Texte fourni:
Anne Hidalgo relance la polémique sur le diesel, spécialité de Renault et PSA

Par Alain-Gabriel Verdevoye  |   |  875  mots
Les modèles diesel ne représentent plus que 67,3% du marché tricolore total. La décrue est amorcée. Les voitures neuves à gazole pesaient 73% du marché hexagonal l'an dernier... et 77% en 2008
L'adjointe de Bertrand Delanoé et candidate à la mairie de Paris, Anne Hidalgo, s'en prend au diesel. Problème: les modèles à gazole sont certes plus polluants, mais favorisent la lutte contre les émissions de CO2, car ils consomment moins!

La polémique sur le diesel rebondit. Cela faisait longtemps. En campagne électorale, Anne Hidalgo, candidate (PS) à la mairie de Paris, a accusé sa rivale de l'UMP, Nathalie Kosciusko-Morizet, d'avoir été la "ministre du diesel" et  dénoncé une "politique inconsciente" . L'épisode de pollution actuellement observé en Ile-de-France, à cause de la persistance de l'anticyclone, "n'est pas un échec de la Ville de Paris", a-t-elle affirmé dans un plaidoyer pro domo, pour dédouaner l'actuelle gestion du maire Betrand Delanoé dont elle est partie prenante.

"C'est la conséquence d'une politique totalement inconsciente, irresponsable, des dirigeants, notamment du gouvernement précédent, qui ont tout misé sur le diesel. Le diesel émet des particules fines qui sont cancérigènes, il y a des études de l'OMS qui le prouvent", a déclaré Anne Hidalgo sur France Info...

Lutte anti-CO2 et diesel

"Les mesures d'Airparif (...) ont indiqué (...) que les efforts entrepris pour réduire la circulation, pour pousser vers les transports en commun ou les véhicules propres ou électriques, ont été en partie atténués par une politique de +diesélisation+ du parc automobile français qui a été notamment la politique poursuivie par Mme Kosciusko-Morizet lorsqu'elle était ministre de l'Environnement", a argué la première adjointe de Bertrand Delanoë.

Elle oublie pour la circonstance que la lutte anti-CO2 sous forme de bonus-malus automobile avait été poursuivie par l'actuel gouvernement socialiste, lequel a également décidé de ne pas aligner les taxations sur le litre à gazole au niveau de celles pesant sur le litre de sans-plomb. Mais, bon, en politique, tous les coups sont permis...

Enregistrements:

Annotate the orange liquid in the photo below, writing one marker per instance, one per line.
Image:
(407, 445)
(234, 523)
---
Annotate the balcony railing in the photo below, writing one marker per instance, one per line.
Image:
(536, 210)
==
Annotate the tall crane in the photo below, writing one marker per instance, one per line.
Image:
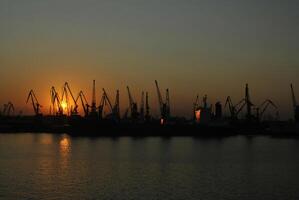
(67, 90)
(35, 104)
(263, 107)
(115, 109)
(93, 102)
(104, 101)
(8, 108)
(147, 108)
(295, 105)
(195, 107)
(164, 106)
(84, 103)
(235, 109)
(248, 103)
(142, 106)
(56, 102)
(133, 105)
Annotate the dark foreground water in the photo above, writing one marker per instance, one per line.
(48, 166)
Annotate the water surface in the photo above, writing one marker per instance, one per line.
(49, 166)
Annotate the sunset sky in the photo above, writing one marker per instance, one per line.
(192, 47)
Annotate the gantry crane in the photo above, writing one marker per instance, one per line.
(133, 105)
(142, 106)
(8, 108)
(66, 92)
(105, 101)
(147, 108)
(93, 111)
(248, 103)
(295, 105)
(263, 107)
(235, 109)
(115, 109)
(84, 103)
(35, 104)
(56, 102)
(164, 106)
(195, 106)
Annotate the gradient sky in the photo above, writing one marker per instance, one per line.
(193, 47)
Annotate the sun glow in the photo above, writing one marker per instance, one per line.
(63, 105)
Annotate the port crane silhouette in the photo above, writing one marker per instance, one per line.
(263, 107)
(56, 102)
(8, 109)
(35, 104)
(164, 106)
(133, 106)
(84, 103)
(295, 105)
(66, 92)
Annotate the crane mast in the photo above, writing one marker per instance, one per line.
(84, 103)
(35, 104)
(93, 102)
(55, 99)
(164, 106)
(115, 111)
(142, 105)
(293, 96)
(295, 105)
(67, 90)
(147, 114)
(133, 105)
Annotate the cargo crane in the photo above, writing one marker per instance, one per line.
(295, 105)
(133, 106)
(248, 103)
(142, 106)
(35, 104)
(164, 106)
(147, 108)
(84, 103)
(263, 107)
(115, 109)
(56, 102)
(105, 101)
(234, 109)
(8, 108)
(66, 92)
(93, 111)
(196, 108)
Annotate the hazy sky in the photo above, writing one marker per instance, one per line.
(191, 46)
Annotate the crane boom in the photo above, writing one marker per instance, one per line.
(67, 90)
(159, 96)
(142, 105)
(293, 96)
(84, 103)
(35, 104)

Consigne 1:
Combien de lignes des enregistrements contiennent le mot « below », en tenant compte de la casse ? Indiquez uniquement le nombre.
Consigne 2:
Pouvez-vous reprendre l'article sur la polémique du diesel lancée par Anne Hidalgo à la suite de sa dernière phrase ?

Réponse 1:
3

Réponse 2:
Les véhicules à gazole consomment 15 à 20% de moins que des modèles à essence

"Ils ont fait une fiscalité qui a incité les Français et les constructeurs (...) à favoriser le diesel là où partout en Europe on était en train de revenir sur cette politique", a accusé Anne Hidalgo, alors même que les futures normes européennes pour déduire le CO2 favorisent de facto le diesel, puisque les véhicules à gazole consomment 15 à 20% de moins que des modèles à essence, et donc rejettent autant de CO2 en moins au kilomètre. Consommations et émissions de gaz à effets de serre sont étroitement corrélées...

"Aujourd'hui, nous sommes environ à 70% du parc automobile français au diesel", a souligné  Anne  Hidalgo, ressortant le chiffre extrêmement controversé de "40.000 morts prématurés par an en France, liés notamment à la pollution atmosphérique", alors que cette étude est ancienne et ne tient pas compte des récentes évolutions des moteurs diesel, notamment avec le filtre à particules inventé par PSA...

La part du diesel baisse

En plein marasme, Renault et PSA se passeraient en tous cas de cette nouvelle polémique sur le diesel, lequel est leur spécialité, puisque les gouvernements français de droite comme de gauche ont toujours favorisé cette motorisation, pour réduire notamment la consommation. Après une ascension irrésistible en France et en Europe, les voitures à gazole marquent de toutes façons le pas face aux véhicules à essence. En novembre dernier, les immatriculations de voitures neuves à gazole ont chuté de 12,5 % en France.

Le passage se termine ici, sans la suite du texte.